◆ **Aim of the exercise**:
Starting at the line that contains "Target: white-framed window", set down each line exactly until the records end, keeping both ends and adding nothing.

◆ **Study material**:
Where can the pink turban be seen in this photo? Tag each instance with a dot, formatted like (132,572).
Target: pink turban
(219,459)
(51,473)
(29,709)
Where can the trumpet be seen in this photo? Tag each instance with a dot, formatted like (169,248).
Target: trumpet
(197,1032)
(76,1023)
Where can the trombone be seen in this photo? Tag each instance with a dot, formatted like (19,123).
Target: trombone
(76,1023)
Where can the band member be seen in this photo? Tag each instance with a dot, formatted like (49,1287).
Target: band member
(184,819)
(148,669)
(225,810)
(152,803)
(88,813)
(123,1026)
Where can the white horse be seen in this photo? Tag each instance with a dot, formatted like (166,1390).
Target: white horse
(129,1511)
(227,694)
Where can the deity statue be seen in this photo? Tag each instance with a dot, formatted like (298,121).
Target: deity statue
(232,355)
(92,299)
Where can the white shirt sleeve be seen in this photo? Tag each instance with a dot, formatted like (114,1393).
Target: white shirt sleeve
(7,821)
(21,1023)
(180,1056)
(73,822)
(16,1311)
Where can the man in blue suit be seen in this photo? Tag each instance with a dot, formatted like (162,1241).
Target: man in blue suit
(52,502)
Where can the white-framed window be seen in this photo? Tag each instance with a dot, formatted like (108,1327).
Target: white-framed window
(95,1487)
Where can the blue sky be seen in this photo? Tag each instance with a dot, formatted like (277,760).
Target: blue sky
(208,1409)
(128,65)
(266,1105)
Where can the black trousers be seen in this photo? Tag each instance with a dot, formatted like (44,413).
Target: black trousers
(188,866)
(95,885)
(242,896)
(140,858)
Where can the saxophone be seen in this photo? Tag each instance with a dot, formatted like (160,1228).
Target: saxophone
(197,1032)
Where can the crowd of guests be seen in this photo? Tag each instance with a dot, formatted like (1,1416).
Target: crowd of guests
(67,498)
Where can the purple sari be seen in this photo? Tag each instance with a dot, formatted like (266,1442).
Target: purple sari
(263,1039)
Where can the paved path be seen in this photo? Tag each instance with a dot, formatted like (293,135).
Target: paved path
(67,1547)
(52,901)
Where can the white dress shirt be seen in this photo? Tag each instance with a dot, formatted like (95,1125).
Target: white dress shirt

◆ **Result of the exercise**:
Target: white-framed window
(95,1487)
Where can the blue sky be seen in this photo? Tag each instance with a dot, formatted like (277,760).
Target: blue sky
(208,1409)
(128,65)
(266,1105)
Where can the black trousers be seen in this photo? Tag each instance with a dot, formatted like (44,413).
Target: black trousers
(188,866)
(95,885)
(242,896)
(140,858)
Where can the saxophone be seen in this photo? Tag each instance with a dot, formatted like (160,1228).
Target: saxophone
(197,1032)
Where can the crowd of guests be seen in this photo? Tag each instance with a dot, formatted like (1,1416).
Target: crowd of guests
(67,498)
Where can the purple sari be seen in this photo? Tag each instance with a dot, formatted like (266,1442).
Target: purple sari
(263,1039)
Where can the paved path be seen in this photo? Tag each instance with a dot, formatted like (293,135).
Target: paved path
(67,1547)
(52,901)
Where can the white dress shirt be seen in this photo? Tag each instance with a dot, formatted like (95,1125).
Target: white dress shirt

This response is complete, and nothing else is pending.